- WHAT IS ASKED:
Copy out word for word the part of the data that opens with the line containing "of the white" and closes with the line containing "column 709, row 578", both of those lines included.

- STORED DATA:

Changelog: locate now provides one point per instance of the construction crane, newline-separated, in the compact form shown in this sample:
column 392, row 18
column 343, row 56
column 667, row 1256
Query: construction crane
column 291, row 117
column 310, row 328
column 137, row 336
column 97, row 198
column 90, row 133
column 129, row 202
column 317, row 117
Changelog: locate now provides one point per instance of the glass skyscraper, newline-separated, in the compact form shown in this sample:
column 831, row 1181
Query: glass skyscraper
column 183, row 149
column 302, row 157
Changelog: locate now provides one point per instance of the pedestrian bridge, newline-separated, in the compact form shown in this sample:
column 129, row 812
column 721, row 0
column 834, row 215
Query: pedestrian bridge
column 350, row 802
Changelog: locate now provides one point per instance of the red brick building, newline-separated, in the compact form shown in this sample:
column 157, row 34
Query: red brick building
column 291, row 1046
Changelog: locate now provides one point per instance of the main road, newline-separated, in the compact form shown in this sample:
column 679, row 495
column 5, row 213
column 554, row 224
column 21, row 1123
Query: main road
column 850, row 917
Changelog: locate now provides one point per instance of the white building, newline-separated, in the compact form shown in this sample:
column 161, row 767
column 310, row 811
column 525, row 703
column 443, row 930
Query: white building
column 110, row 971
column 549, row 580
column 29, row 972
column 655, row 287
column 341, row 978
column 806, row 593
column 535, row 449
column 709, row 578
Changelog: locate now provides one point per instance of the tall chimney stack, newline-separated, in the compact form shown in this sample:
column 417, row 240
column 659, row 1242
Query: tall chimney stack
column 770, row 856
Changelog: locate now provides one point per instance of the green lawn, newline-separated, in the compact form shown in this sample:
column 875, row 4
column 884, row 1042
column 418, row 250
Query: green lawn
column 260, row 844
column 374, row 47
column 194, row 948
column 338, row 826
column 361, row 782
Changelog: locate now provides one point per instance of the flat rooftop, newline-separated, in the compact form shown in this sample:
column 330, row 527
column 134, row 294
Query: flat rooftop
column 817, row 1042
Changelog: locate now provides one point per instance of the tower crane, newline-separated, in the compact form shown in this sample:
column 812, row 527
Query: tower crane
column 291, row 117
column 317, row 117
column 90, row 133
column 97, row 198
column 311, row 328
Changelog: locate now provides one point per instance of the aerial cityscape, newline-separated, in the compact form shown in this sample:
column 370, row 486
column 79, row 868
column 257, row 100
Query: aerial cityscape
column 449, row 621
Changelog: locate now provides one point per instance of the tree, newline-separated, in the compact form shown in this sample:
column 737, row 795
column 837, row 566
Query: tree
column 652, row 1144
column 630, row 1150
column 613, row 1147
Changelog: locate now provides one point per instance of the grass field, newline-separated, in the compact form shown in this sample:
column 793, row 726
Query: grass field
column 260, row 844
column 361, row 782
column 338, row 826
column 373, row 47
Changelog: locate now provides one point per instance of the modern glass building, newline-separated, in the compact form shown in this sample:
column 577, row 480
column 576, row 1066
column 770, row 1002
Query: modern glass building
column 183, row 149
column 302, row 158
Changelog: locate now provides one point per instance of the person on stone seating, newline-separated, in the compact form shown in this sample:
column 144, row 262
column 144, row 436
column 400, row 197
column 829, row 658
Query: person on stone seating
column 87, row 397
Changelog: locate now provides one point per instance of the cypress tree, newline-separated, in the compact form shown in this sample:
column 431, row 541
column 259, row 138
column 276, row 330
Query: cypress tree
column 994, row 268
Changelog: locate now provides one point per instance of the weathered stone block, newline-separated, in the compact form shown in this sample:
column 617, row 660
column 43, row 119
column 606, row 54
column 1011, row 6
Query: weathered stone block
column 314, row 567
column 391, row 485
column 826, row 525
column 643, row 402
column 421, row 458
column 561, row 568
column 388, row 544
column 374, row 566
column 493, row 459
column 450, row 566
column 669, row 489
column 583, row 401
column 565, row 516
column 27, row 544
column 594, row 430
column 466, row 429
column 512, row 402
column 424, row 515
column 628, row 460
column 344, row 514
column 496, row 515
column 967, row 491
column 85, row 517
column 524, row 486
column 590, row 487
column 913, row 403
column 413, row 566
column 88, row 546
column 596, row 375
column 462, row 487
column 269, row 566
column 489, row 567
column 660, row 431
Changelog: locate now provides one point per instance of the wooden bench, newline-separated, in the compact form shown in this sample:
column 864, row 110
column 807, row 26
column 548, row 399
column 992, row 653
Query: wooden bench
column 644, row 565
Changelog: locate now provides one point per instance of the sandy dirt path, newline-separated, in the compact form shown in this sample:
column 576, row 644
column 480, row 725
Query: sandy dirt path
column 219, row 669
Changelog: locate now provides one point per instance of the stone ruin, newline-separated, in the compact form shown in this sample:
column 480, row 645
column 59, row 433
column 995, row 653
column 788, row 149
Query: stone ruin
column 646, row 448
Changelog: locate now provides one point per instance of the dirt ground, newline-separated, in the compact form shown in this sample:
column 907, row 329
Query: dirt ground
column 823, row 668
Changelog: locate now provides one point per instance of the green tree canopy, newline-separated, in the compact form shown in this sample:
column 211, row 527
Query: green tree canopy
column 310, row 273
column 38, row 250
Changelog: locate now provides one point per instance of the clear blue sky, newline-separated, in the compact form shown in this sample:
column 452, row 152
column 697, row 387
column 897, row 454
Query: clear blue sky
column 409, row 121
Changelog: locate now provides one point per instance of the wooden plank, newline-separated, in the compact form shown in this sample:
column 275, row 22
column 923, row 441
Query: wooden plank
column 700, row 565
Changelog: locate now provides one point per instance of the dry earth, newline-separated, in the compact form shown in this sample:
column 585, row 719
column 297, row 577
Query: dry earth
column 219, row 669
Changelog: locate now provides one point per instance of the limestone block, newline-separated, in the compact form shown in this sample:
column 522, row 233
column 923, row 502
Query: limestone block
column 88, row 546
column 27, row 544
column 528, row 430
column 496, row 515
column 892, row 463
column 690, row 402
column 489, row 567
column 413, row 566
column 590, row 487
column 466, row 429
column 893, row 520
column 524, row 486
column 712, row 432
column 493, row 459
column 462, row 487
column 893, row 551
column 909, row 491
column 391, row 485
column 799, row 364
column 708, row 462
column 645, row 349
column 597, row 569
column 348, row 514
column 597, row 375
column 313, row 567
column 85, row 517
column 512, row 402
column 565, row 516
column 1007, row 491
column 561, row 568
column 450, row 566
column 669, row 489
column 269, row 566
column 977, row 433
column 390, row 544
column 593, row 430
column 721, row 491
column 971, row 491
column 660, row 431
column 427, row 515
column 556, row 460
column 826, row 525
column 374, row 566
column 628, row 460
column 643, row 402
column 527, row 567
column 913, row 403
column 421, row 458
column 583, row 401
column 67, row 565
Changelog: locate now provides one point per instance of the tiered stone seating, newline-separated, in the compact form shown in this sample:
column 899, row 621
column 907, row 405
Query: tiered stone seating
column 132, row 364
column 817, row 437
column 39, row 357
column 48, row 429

- TASK RESULT:
Changelog: locate now provides one point per instance of the white building, newline-separated, in the compact form shown in this sample:
column 161, row 767
column 310, row 811
column 525, row 703
column 443, row 930
Query: white building
column 110, row 971
column 549, row 580
column 29, row 972
column 655, row 287
column 341, row 978
column 806, row 593
column 535, row 449
column 709, row 578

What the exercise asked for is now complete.